▶ **Dataset entries**:
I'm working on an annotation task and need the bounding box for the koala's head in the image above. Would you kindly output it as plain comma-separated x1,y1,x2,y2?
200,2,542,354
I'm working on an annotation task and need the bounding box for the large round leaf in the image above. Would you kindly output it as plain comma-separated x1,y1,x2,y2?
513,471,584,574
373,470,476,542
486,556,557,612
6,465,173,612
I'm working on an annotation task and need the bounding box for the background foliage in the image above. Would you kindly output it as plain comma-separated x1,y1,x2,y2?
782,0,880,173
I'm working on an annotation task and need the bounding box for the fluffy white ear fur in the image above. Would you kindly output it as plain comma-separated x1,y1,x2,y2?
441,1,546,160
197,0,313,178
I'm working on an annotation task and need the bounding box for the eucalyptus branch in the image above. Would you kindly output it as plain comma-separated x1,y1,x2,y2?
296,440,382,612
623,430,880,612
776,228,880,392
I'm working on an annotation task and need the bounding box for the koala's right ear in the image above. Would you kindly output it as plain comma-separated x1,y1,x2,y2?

▶ **Goal**:
Lay out every line of the records above as a JSON list of strings, one string per line, with blank lines left out.

▶ **Problem solution**:
[
  "I'm working on an annotation task and need the bounding box for the koala's head in the image above. Would you kindly output it as plain comma-separated x1,y1,x2,y2?",
  "200,2,542,354",
  "I'm working on an annotation task and need the bounding box for the large round leaf in the image above. Would you kindly output it as plain comma-separated x1,y1,x2,y2?",
  "513,471,584,574",
  "373,470,476,542",
  "486,556,557,612",
  "6,465,173,612",
  "I'm working on an annotation task and need the bounding box for the background foliage in the image above. Would you kindly output it as plain comma-separated x1,y1,x2,y2?",
  "782,0,880,173",
  "I'm working on an annotation task and need the bounding box for the fluffy white ear fur in the image above. Would you kindly output it as plain comma-separated x1,y1,x2,y2?",
  "441,1,546,160",
  "197,0,313,178",
  "I'm working on an annotation task and need the bounding box for the eucalyptus branch in the image above. Would you kindly output it as plain comma-separated x1,y1,x2,y2?",
  "296,440,382,612",
  "623,430,880,612",
  "776,228,880,392",
  "I'm working on an annotation task and need the bounding box for the koala's right ear in the image above. Would you kindly output it as plain comma-separated x1,y1,x2,y2?"
]